───── Data shown

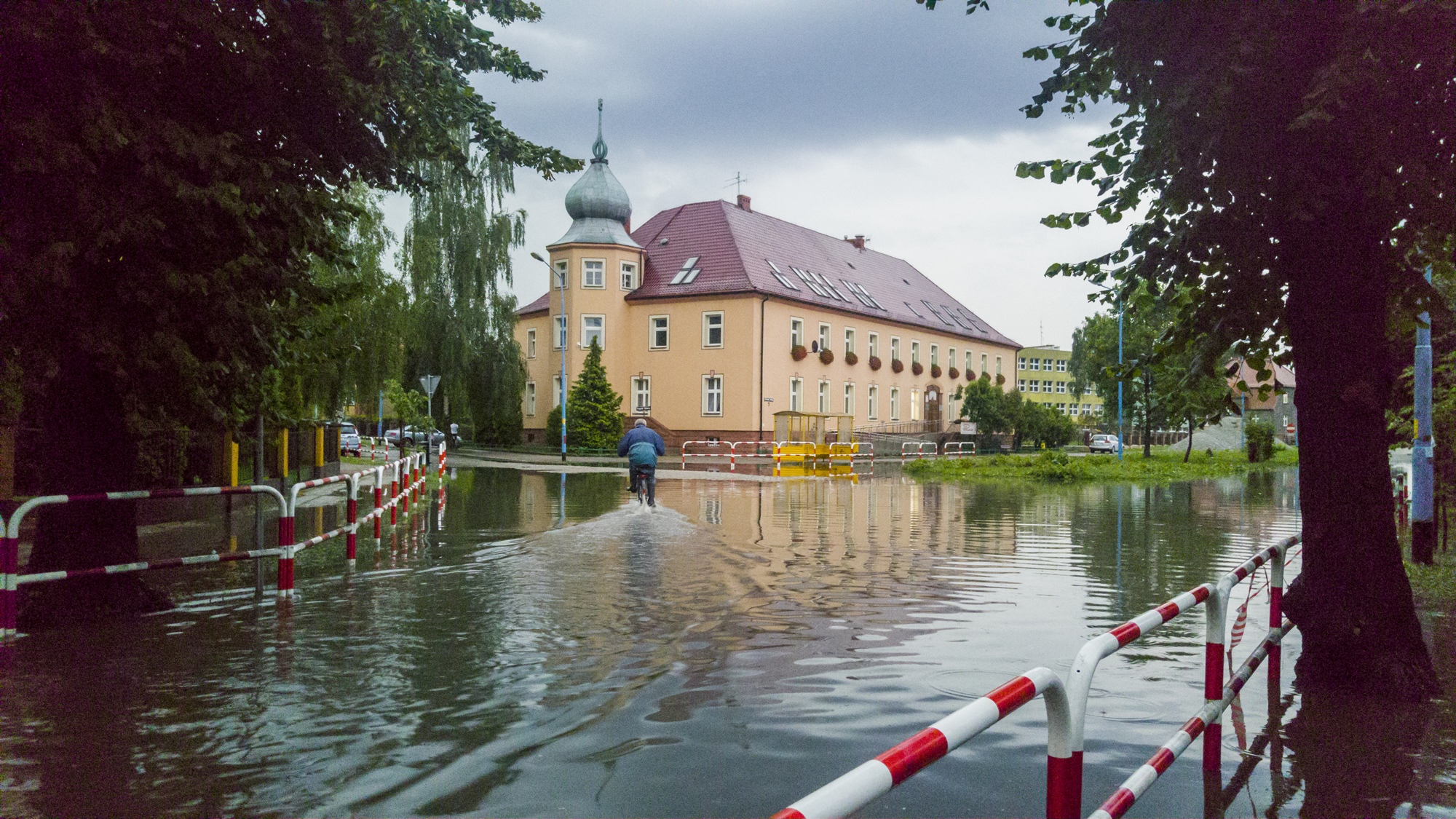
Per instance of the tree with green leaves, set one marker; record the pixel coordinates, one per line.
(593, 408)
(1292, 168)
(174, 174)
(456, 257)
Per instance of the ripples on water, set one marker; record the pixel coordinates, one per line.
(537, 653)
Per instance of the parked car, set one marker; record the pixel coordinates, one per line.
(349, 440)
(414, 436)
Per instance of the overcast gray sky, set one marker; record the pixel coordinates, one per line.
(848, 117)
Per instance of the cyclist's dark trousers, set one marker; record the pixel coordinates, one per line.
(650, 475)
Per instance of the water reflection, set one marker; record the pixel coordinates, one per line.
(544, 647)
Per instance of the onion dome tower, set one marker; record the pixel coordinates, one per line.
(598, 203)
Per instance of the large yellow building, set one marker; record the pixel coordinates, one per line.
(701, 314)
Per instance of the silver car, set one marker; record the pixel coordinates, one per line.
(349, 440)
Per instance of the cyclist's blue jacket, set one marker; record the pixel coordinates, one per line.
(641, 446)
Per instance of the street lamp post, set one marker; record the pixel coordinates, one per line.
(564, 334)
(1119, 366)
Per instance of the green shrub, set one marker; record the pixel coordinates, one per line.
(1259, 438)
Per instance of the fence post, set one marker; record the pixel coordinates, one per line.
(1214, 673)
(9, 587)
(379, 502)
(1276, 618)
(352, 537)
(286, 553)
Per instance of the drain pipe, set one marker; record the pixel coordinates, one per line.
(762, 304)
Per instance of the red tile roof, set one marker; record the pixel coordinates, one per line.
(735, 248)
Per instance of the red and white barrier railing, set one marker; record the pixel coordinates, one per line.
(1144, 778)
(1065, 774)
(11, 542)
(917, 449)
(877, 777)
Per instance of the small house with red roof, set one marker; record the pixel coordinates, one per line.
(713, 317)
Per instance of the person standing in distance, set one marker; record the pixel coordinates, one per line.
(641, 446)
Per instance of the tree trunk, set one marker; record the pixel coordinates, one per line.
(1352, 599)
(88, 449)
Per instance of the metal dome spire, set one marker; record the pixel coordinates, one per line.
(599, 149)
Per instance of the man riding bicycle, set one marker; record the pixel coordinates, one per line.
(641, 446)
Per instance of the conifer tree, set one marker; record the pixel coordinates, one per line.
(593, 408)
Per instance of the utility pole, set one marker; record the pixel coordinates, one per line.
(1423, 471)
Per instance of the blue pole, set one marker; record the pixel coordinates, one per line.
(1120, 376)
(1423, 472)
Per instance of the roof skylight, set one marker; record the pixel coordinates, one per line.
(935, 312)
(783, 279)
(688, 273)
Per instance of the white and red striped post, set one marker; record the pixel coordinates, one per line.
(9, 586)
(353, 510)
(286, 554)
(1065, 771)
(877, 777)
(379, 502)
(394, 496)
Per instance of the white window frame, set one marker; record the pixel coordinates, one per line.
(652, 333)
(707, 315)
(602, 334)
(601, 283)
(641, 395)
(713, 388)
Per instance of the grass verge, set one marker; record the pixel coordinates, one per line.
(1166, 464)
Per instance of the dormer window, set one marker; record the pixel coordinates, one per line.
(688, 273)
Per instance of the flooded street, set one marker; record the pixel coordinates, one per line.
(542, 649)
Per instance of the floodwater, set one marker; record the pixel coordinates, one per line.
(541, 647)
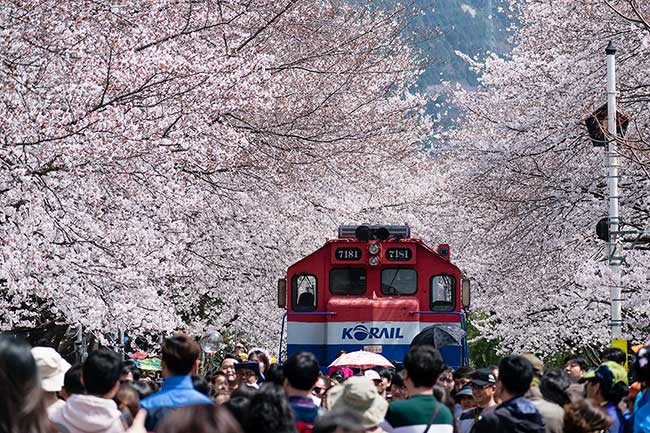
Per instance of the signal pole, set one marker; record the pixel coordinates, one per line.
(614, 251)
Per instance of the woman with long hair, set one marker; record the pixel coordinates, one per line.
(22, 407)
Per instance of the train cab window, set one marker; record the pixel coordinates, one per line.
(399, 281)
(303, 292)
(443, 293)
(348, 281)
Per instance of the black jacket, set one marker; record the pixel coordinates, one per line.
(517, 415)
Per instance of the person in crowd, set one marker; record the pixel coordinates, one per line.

──────────

## What to produce
Rewrite all of the data above, replacing "set one marker" with "place one point" and leaving everything else unchanged. Omit the pictures from the output.

## The response
Per instance of the tree with green leaves, place one point; record the pixel coordinates, one per line.
(593, 408)
(1292, 168)
(174, 174)
(456, 257)
Per instance of the ripples on water, place one point; record the pixel coordinates, one per line.
(537, 653)
Per instance of the parked car, place one point; record the pixel coordinates, one per line.
(349, 440)
(414, 436)
Per instance of the overcast gray sky, place one point; record the pixel coordinates, one per line.
(848, 117)
Per instance of the cyclist's dark trousers, place one point; record the pixel coordinates, one per line.
(650, 475)
Per instance of the water reflection, place one point; record the pixel coordinates, one per line.
(544, 647)
Per instance of the onion dome tower, place one point; record the pixel coordinates, one per line.
(598, 203)
Per instance of the large yellow building, place one point; record the pixel coordinates, one per line.
(701, 314)
Per instance of the silver car, place one point; record the pixel coordinates, one per line.
(349, 440)
Per instance of the cyclist's blue jacket, place one point; record the pixel coordinates, one per line.
(641, 446)
Per instance of the street lamp post, place one point; record the pixel coordinates, one per line.
(564, 334)
(1119, 366)
Per instance of the green shrub, place one point; record the pixel coordinates, one per line.
(1259, 438)
Per instance of the fence post, place one point; record the pixel coordinates, one per line.
(1214, 673)
(9, 587)
(379, 502)
(1276, 618)
(352, 537)
(286, 553)
Per instance of the drain pipe, place one point; record the pixel coordinates, one per line.
(762, 304)
Per instance of the red tile roof, place one point; record the pixel coordinates, one per line.
(735, 248)
Per instance of the red and white barrier railing, place one point; record the pixel coordinates, one per line.
(1144, 778)
(1065, 774)
(11, 542)
(917, 449)
(877, 777)
Per instance of the small house with red roof, place one point; record the pixel coordinates, one per line.
(713, 317)
Per instance of the person standing in distance, place one point; record the pixel coordinates, one per line.
(641, 446)
Per instance of the tree trunk, place one point; record the pixel coordinates, one per line.
(1352, 599)
(88, 449)
Per instance of the metal dome spire, place one point; record the pixel coordinates, one per line.
(599, 149)
Per instance of the man riding bicycle, place one point; record the pixel coordinates, one per line.
(641, 446)
Per instance of the conifer tree, place one point; record the pixel coordinates, one per line.
(593, 408)
Per instance of the utility pole, place one point; record the pixel coordinates, one per line.
(1423, 471)
Per instance of the blue pole, place one point; record the pixel coordinates, one per line.
(1120, 376)
(1423, 472)
Per instance of the roof skylight, place one point; record the pixel coordinates, one per line.
(935, 312)
(783, 279)
(688, 273)
Per instance of the white and red striped post, place one point; record the pixel coordinates, one per line.
(9, 586)
(353, 510)
(286, 554)
(1065, 771)
(877, 777)
(379, 502)
(394, 496)
Per instance of the white window frame, place one point; record the pixel coordinates, one per line.
(652, 333)
(707, 315)
(602, 334)
(601, 283)
(641, 395)
(713, 388)
Per instance of the grass verge, place one point; record the pixel coordinates, one per line.
(1166, 464)
Per instance of the dormer window, place one point; record the pixel coordinates, one per line.
(688, 273)
Per instance of the flooded street, place one point; record the pixel coordinates, one per line.
(542, 649)
Per instance of the floodwater, place one point; record the pixel coordinates, one per line.
(541, 647)
Per instance of the signal pole, place one point; record the pixel coordinates, one per line.
(614, 251)
Per instance of the woman with long hair, place one point; record the pixel coordinates, one per line.
(22, 407)
Per instance of the train cab window, place one point; record the pixel coordinates, one per line.
(399, 281)
(303, 292)
(443, 293)
(348, 281)
Per instance of the black jacket, place one point; record the pixel coordinates, one per line.
(517, 415)
Per instance of the person in crowd, place one point; record the pixel coordinates, one per line.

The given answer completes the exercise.